-- begin Provided passage --

2. A method for producing ozone at high current efficiency from an electrolytic cell comprising passing an electric current at high oxygen overvoltages through a bare glassy carbon anode and a cathode into an electrolyte comprising a strongly acidic aqueous solution of highly electronegative PF6 - fluoro-anions.

1. Technical Field

This invention relates generally to the electrolytic production of ozone and more particularly to improved electrodes for use in an ozone production method wherein aqueous solutions of highly electronegative anions are electrolyzed between electrodes in which at least the anode is fabricated from the glassy form of carbon.

2. Background of the Invention

In a co-pending patent application Ser. No. 154,584, entitled "Improved Electrolytic Process for the Production of Ozone" filed May 29, 1981, now U.S. Pat. No. 4,316,782 issued Feb. 23, 1982, two of the present inventors, Foller and Tobias, disclosed processes for the production of ozone by electrolytic means. These processes were revealed as being capable of producing ozone in current efficiencies of 50% or better from aqueous solutions of highly electronegative anions. Use of the fluoro-anions in acidic solutions is especially preferred for these aqueous electrolytes. The term "fluoro-anions" is used herein to describe that family of anionic (negatively charged) species in which multiple fluorine ligands complex a central atom.

-- end Provided passage --

• _Work instructions_: Using the provided passage on electrolytic ozone production, explain in one to three sentences what the term "fluoro-anions" refers to.

-- begin Material supplied --

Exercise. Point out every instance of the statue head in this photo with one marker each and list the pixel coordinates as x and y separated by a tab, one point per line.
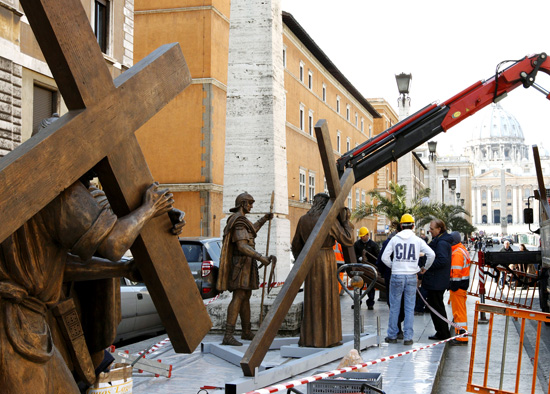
240	200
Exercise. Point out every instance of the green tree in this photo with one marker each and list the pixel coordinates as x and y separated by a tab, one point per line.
454	217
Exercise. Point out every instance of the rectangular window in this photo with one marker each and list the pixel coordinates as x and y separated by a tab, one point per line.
44	104
303	186
311	186
101	23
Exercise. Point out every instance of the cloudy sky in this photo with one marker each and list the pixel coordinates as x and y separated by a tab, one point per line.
446	46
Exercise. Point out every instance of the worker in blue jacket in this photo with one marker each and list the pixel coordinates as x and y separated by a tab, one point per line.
437	278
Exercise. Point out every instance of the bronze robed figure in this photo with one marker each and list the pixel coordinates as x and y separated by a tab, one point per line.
238	266
322	323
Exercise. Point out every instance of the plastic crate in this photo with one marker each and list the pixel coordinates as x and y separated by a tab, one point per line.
349	382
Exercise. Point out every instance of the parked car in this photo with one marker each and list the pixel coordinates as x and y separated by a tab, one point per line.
509	239
203	256
139	315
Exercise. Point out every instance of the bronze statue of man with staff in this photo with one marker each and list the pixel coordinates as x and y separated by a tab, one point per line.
238	268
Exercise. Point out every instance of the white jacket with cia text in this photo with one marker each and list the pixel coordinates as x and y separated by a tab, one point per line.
406	247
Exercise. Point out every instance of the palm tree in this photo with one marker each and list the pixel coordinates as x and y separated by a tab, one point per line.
452	215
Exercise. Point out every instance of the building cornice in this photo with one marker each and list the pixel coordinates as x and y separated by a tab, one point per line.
192	187
184	9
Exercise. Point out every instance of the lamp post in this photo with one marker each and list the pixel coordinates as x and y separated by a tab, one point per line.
445	172
404	101
432	145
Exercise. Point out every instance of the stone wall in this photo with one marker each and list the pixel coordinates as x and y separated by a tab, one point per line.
10	105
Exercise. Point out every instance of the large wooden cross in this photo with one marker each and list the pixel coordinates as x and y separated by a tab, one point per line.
338	191
98	131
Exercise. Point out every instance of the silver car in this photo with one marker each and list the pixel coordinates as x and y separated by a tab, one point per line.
139	315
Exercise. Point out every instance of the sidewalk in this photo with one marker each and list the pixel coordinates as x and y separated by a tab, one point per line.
439	369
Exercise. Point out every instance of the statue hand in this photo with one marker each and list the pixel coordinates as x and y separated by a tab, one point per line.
132	272
177	218
159	201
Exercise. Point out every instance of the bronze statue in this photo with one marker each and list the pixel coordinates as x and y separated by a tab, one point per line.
322	323
238	268
32	262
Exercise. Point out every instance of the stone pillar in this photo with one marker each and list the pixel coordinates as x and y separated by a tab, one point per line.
10	105
515	211
255	137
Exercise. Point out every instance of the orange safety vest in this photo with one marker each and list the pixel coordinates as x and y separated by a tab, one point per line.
338	252
460	267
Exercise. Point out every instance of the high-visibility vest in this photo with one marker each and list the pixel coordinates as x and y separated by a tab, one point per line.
338	253
460	267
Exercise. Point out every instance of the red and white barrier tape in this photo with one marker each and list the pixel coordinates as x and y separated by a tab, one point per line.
211	300
274	284
154	348
324	375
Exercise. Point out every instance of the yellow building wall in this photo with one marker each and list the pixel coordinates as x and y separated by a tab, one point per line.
184	144
303	151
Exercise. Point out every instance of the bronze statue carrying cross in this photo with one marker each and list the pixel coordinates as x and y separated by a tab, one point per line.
98	131
338	191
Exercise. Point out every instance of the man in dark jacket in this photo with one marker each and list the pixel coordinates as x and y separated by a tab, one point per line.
367	251
436	279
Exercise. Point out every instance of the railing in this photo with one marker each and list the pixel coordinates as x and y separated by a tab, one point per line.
498	284
520	377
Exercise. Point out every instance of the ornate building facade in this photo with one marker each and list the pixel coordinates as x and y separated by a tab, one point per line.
504	175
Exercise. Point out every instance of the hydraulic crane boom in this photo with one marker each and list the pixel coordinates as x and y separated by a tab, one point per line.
425	124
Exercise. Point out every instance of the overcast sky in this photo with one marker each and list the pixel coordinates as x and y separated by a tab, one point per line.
446	46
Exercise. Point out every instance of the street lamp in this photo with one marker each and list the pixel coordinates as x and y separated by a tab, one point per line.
432	145
404	103
445	173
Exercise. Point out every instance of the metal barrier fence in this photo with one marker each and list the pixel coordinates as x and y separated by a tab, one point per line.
499	284
491	335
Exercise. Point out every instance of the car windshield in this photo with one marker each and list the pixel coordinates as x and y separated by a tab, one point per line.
214	248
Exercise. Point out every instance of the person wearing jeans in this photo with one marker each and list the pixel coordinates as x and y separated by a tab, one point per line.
406	249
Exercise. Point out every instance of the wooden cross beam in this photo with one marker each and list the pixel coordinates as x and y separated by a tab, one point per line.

-- end Material supplied --

• _Task output_: The term "fluoro-anions" describes a family of anionic, or negatively charged, species in which multiple fluorine ligands complex a central atom. According to the passage, the use of these fluoro-anions in acidic solutions is especially preferred for the aqueous electrolytes.